Inhabitants of Brookfield v. Inhabitants of Warren

128 Mass. 287 | Mass. | 1880

Morton, J.

The plaintiff contended that Walker, the pauper for whose support this action is brought, acquired a settlement in Warren by a residence of ten years, from 1847 to 1857, and the payment of taxes for five years during that period. One question at the trial was whether his residence had been interrupted by his removal to Wales in 1856 with the intention of making his residence there. It appeared that, in May 1856, Walker went to Wales from Warren, taking with him his tools for shoemaking, some household furniture, and one of his two children, and remained in Wales about two weeks, when he returned to Warren. The question whether he went to Wales with the intention of making his residence there was a material question of fact.

The defendant offered the testimony of a witness to the effect “that some time in the spring of 1856 (the date not being *288exactly fixed) he met Walker at a stable in Warren, and Walker said to him, that he had his goods loaded and was going to Wales to live, that he was going to work on a farm some of the time and at shoemaking the rest, that he saw no more of Walker in Warren till his return from Wales.” The court excluded the testimony, “on the ground that it was a mere declaration not accompanying any act.”

The rule is, that declarations, which accompany and give character to an act "which is itself competent evidence, are admissible, on the ground that they are parts of the act or res gestee. Wright v. Boston, 126 Mass. 161. Weld v. Boston, 126 Mass. 166. The fact that the pauper removed his furniture from Warren to Wales was competent, and any declarations, accompanying the act of removal, and tending to show his purpose and intent, were admissible. But the evidence in this case does not show-that the declaration by the pauper that “he was going to Wales to live” accompanied the act of removal. It seems to have been a casual remark, not made in the course of business, and was the statement of his future intentions not accompanying and giving character to any act which he was then doing. In other words, it was not shown to have been part of any transaction which was itself competent evidence. We cannot say that there was any error in law in the ruling of the presiding justice that it was inadmissible.

Items for bounding box labeling
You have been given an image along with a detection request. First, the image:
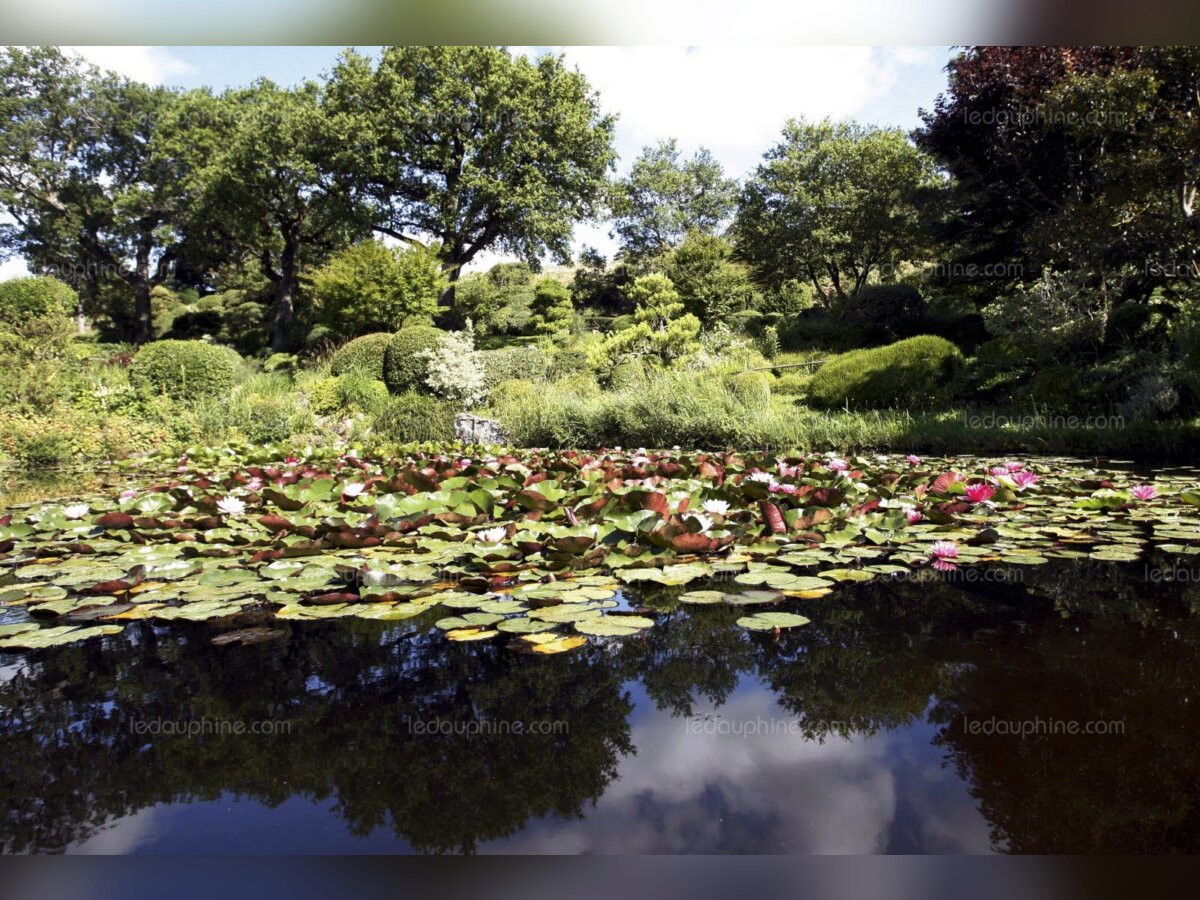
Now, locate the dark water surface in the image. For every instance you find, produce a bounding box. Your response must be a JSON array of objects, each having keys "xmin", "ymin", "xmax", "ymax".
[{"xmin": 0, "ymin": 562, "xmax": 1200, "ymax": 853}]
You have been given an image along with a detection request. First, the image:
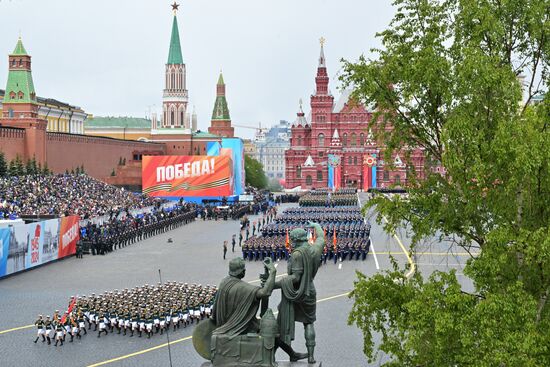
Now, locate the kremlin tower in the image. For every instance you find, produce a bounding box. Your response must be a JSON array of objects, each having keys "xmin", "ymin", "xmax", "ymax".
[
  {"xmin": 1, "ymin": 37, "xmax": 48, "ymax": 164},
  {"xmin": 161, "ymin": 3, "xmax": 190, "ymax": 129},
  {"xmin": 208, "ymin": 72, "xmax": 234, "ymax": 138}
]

SET TASKS:
A - Please answer these questions using the court opinion above, one answer per line:
(i) Over which years does the plaintiff claim Walker resided in Warren?
(ii) About how long did Walker stay in Wales before he came back to Warren?
(iii) On what ground did the court exclude the witness's testimony?
B - Reproduce word for word the part of the court opinion that opens with the words containing "Inhabitants of Brookfield" and closes with "question of fact.".

RESPONSES:
A -
(i) From 1847 to 1857.
(ii) About two weeks.
(iii) That it was a mere declaration not accompanying any act.

B -
Inhabitants of Brookfield v. Inhabitants of Warren

128 Mass. 287 | Mass. | 1880

Morton, J.

The plaintiff contended that Walker, the pauper for whose support this action is brought, acquired a settlement in Warren by a residence of ten years, from 1847 to 1857, and the payment of taxes for five years during that period. One question at the trial was whether his residence had been interrupted by his removal to Wales in 1856 with the intention of making his residence there. It appeared that, in May 1856, Walker went to Wales from Warren, taking with him his tools for shoemaking, some household furniture, and one of his two children, and remained in Wales about two weeks, when he returned to Warren. The question whether he went to Wales with the intention of making his residence there was a material question of fact.